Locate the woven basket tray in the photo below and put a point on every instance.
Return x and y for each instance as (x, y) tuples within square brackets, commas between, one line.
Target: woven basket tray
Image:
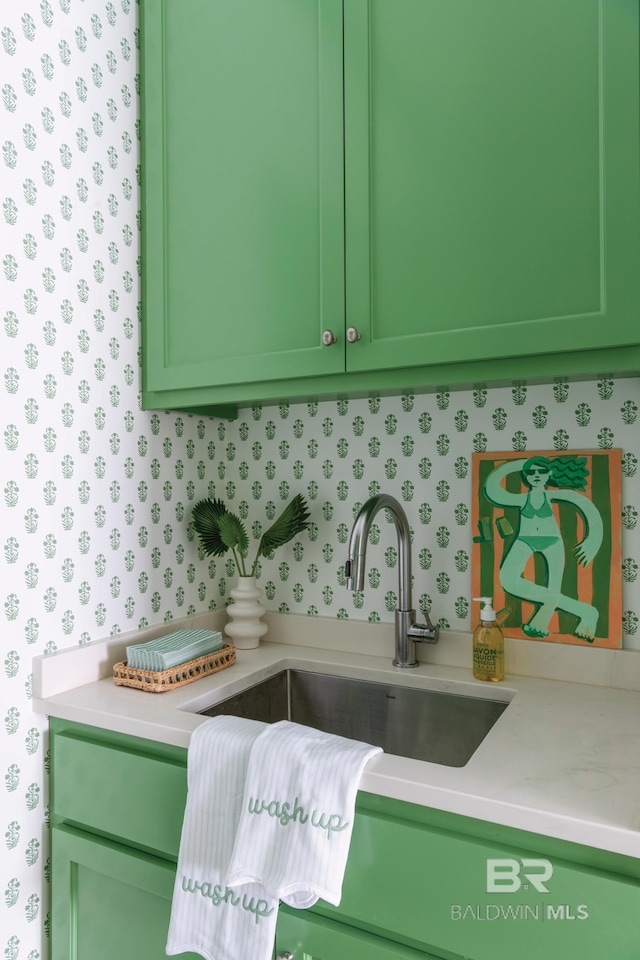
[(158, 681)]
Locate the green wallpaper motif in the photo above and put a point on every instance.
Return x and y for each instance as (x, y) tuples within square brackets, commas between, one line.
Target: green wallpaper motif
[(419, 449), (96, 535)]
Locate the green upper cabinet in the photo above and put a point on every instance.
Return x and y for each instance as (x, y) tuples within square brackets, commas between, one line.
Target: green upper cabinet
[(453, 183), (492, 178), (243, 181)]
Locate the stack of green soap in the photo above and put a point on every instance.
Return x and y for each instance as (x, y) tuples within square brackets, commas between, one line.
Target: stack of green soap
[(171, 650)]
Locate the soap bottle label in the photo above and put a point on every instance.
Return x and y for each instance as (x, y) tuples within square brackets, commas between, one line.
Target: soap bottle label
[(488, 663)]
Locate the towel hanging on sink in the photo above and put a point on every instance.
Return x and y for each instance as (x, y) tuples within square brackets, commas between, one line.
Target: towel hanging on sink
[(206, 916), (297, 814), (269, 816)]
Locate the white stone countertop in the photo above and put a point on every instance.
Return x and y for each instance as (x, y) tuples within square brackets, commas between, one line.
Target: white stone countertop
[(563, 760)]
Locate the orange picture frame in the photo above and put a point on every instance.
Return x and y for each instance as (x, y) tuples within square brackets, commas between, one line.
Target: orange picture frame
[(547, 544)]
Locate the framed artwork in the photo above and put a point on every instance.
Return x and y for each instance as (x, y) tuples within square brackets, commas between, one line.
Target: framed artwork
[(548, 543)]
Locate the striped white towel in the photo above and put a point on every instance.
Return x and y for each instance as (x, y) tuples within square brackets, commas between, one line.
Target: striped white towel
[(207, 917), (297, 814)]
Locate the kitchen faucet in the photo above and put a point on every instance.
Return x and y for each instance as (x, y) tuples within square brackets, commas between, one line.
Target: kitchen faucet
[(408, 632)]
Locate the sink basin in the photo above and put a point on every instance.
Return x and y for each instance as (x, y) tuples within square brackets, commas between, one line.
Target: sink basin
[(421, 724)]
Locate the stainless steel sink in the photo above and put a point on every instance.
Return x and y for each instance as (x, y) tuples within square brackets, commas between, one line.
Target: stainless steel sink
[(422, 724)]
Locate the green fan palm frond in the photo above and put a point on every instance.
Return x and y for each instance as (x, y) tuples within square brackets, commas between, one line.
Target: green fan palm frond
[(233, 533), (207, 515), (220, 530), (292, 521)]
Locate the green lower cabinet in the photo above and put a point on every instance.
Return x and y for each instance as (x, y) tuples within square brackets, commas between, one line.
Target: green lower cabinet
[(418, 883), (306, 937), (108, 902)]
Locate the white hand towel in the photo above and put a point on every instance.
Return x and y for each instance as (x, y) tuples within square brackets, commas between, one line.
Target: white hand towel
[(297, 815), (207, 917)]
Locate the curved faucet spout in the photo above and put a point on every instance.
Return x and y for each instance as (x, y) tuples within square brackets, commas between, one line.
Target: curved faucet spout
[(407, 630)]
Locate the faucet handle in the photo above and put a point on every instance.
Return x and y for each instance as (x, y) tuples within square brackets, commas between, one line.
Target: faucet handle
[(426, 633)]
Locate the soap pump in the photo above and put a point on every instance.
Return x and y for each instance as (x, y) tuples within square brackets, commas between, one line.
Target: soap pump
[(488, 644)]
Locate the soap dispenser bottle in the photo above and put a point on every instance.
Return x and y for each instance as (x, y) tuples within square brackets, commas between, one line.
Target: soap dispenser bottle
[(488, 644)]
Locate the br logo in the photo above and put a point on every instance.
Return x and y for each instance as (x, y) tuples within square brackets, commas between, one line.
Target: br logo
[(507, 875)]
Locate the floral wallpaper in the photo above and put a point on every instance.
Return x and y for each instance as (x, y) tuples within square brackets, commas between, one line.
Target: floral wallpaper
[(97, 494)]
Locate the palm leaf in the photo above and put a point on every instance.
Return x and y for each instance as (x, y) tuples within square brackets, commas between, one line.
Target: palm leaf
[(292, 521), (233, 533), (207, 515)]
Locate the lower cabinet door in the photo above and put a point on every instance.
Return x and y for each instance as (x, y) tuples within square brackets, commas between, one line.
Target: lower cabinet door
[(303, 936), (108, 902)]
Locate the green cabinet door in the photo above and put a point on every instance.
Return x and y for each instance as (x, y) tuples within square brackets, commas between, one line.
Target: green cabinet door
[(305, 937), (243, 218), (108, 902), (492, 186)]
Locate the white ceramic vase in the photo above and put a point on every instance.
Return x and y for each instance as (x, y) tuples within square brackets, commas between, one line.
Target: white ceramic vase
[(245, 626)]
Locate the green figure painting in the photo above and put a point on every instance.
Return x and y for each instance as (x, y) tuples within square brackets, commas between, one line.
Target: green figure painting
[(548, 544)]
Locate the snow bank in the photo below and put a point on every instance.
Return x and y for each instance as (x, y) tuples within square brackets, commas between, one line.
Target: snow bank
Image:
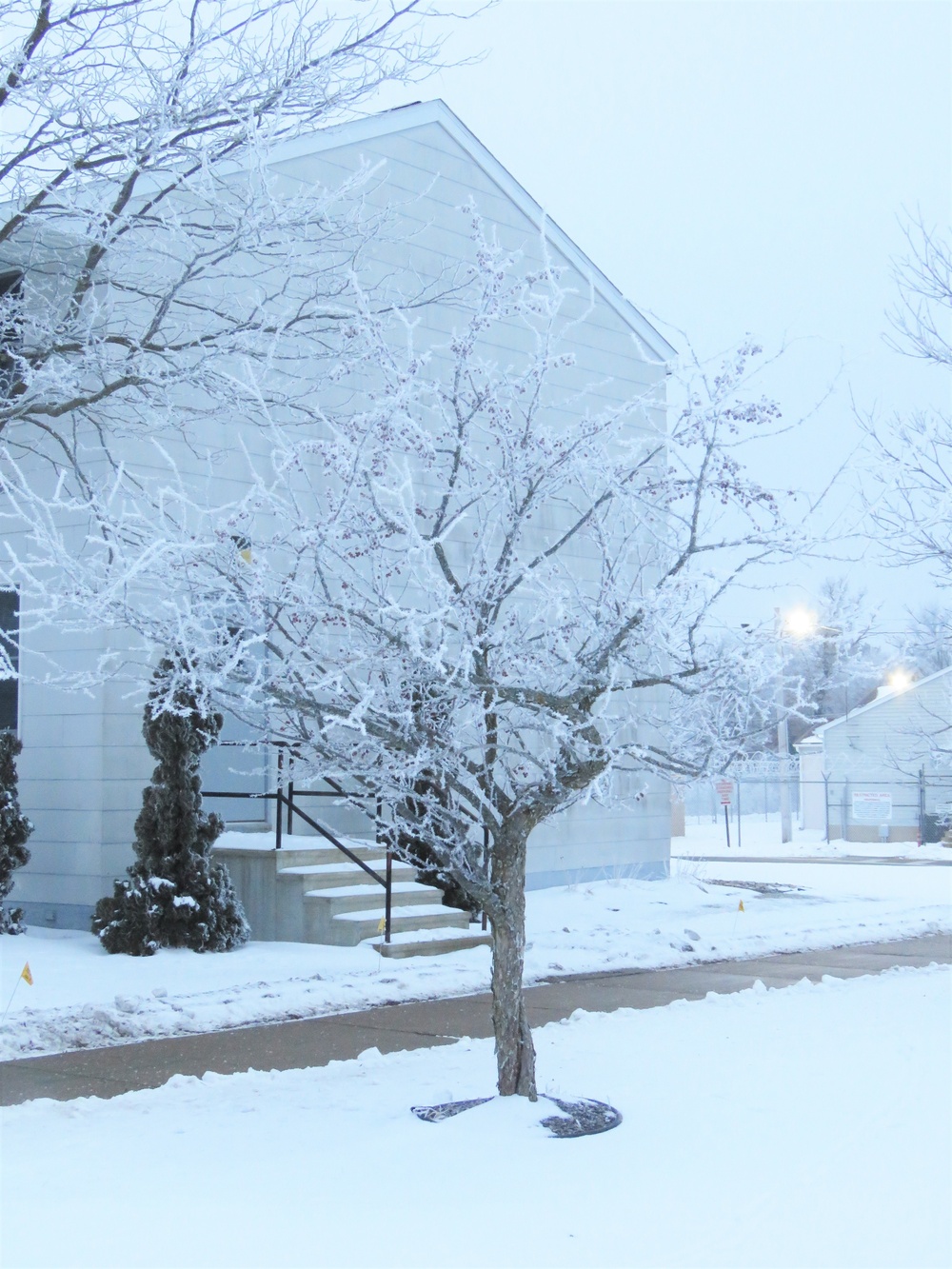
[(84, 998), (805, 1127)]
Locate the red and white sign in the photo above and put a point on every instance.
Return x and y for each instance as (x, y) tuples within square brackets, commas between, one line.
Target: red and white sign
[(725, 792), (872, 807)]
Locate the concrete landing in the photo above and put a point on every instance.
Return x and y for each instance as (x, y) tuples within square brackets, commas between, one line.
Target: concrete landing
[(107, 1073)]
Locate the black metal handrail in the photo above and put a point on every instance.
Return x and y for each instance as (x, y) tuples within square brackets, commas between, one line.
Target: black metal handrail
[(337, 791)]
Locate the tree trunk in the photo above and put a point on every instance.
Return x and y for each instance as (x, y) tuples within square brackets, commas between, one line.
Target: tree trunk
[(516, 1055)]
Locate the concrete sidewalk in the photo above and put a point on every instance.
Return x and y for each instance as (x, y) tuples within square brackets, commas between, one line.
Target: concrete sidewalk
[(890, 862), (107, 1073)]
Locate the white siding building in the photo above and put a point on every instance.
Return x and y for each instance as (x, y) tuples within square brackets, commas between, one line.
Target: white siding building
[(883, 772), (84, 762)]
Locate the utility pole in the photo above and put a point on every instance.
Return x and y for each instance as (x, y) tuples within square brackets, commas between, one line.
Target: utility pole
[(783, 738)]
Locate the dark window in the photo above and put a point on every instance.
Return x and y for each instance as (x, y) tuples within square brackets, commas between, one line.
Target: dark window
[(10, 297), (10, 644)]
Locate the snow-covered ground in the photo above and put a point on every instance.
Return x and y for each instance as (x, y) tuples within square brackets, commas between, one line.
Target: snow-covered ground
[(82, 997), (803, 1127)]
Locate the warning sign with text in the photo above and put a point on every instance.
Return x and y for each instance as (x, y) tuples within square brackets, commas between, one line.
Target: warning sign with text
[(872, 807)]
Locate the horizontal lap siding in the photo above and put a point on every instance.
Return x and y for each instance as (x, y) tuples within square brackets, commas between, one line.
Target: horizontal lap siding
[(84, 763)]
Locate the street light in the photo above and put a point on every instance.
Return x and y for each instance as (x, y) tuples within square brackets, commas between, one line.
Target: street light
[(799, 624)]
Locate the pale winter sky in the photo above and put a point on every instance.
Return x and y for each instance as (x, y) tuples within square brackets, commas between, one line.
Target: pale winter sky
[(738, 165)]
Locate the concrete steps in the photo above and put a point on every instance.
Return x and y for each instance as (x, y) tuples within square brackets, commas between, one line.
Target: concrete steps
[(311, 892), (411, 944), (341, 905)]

ABOUT THIS EXERCISE
Only lines with the word "below" should be collected from the material.

RESULT OF THIS TASK
Locate the woven basket tray in the photo below and put a point on every instance.
Locate the snow bank in the photo below and put a point on every instance.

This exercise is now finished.